__TASKS AND EXERCISES__.
**a)** Translate this sentence from the smelt dipping thread into Spanish: "I love that one pic of us from the 2008 outing."
**b)** In the smelt dipping thread, how many good smelt does The_Don say he saw one guy with a few days earlier?

__TEXT FOR ANALYSIS__.
= Beginning of Section =
# The Official 2010 Smelt Dipping Outing Thread



## WALLEYEvision

mwp said:


> A 30 footer,boy that was one for the memories!!! Nut ya still have the RV?


You gonna make it down again this year?


----------



## WALLEYEvision

FYI...I heard a couple reports of a few smelt showing up already, I might try to get in a little ReCon mission over the weekend. :evil:









*2006 Smelt Dipping Outing*

































*2009 Smelt Dipping Outing*


----------



## WALLEYEvision

2008 Smelt Dipping Outing


----------



## Percha Man

Man oh man I am pumped up gonna see If I can get my big net down any earlier than last year wanted to cut it in half it is so big but have not got a chance to. is OK I always have a good time fishing with you guys.


----------



## The_Don

WALLEYEvision said:


> FYI...I heard a couple reports of a few smelt showing up already, I might try to get in a little ReCon mission over the weekend. :evil:


If you like minnow size your in luck :sad: I saw 1 guy a few days ago had 30-40 good 7-8" but that was after hours of pulling up the net and getting _maybe_ 1 keeper per pull. I haven't gone to each guy out there and looked, but i suspect the same.


----------



## WALLEYEvision

*"The Don" caught this walleye ONLY a couple of hours before the start of last years tourney.*


----------



## WALLEYEvision

*Al D. and his famous Sauerkraut and kielbasa*

















*Sturge and his Sturgeon Gumbo*









*Michael Wagner's Venison Sloppy Joes*


----------



## radiohead

I love that one pic of us from the 2008 outing. Looks like a 6th grade dance...guys all on one side girls all on the other.
= End of Section =
[Dataset entries]
= Beginning of Section =
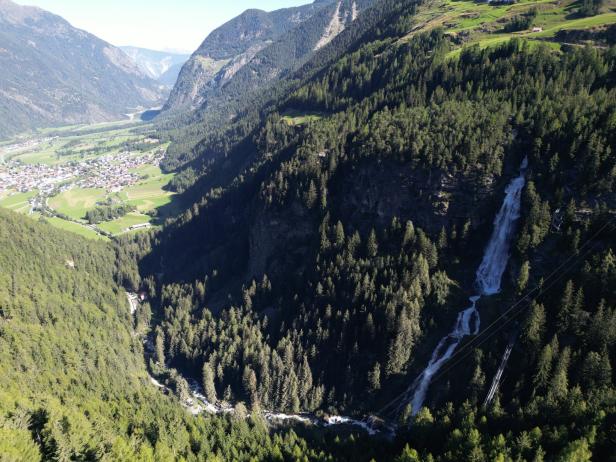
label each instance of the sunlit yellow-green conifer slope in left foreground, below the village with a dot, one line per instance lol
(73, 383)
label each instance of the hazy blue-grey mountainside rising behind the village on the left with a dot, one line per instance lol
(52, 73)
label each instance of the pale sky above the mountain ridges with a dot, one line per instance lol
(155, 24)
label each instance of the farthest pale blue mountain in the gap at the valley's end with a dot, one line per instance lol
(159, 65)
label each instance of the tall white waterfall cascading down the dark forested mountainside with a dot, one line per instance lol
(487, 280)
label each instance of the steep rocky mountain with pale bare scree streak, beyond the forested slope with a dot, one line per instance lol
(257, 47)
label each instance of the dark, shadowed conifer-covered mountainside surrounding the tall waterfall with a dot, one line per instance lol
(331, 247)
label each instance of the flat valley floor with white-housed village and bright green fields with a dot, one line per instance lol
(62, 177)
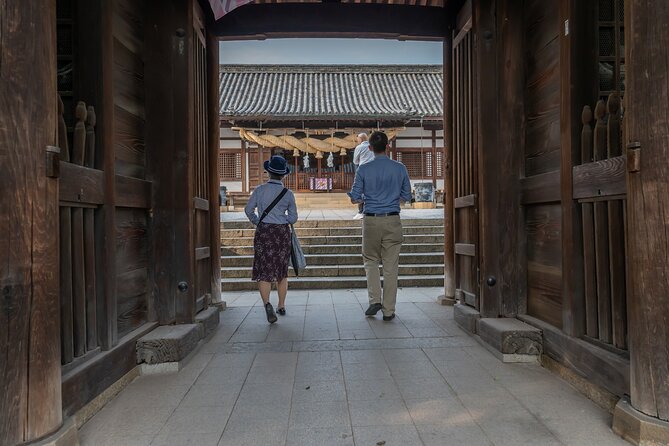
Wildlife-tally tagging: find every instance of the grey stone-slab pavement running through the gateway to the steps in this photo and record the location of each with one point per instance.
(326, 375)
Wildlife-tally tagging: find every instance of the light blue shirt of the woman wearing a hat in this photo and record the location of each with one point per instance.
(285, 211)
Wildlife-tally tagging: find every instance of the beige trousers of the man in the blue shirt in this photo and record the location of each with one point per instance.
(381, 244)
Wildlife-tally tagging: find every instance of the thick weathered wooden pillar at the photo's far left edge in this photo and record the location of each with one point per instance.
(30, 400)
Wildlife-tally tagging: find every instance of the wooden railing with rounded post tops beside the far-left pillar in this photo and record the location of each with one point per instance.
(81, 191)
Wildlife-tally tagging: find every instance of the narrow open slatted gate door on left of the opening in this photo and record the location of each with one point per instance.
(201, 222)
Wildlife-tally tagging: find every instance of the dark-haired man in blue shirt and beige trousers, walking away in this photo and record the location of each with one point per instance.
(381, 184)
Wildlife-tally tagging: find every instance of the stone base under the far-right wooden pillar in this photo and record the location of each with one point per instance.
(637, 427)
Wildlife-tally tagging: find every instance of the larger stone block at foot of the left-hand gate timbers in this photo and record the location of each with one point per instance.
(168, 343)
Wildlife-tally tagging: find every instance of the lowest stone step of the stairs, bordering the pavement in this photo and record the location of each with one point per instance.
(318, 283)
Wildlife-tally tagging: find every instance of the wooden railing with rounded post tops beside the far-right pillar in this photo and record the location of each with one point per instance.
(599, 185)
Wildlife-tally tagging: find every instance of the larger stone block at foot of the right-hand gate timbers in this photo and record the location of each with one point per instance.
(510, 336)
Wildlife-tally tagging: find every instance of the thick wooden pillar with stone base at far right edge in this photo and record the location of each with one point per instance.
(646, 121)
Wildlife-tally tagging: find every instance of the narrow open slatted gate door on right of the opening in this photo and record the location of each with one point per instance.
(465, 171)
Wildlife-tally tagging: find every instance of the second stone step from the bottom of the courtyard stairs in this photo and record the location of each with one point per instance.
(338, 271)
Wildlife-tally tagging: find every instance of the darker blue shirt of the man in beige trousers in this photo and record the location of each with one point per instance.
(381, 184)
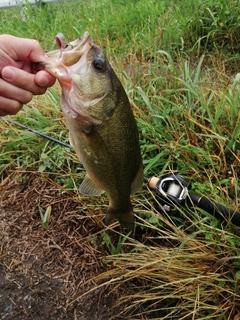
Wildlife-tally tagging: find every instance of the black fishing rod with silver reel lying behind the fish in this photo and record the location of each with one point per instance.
= End of Section =
__EXERCISE SOLUTIONS__.
**a)** Me encanta esa foto de nosotros de la salida de 2008.

**b)** 30 to 40 good smelt, 7 to 8 inches long.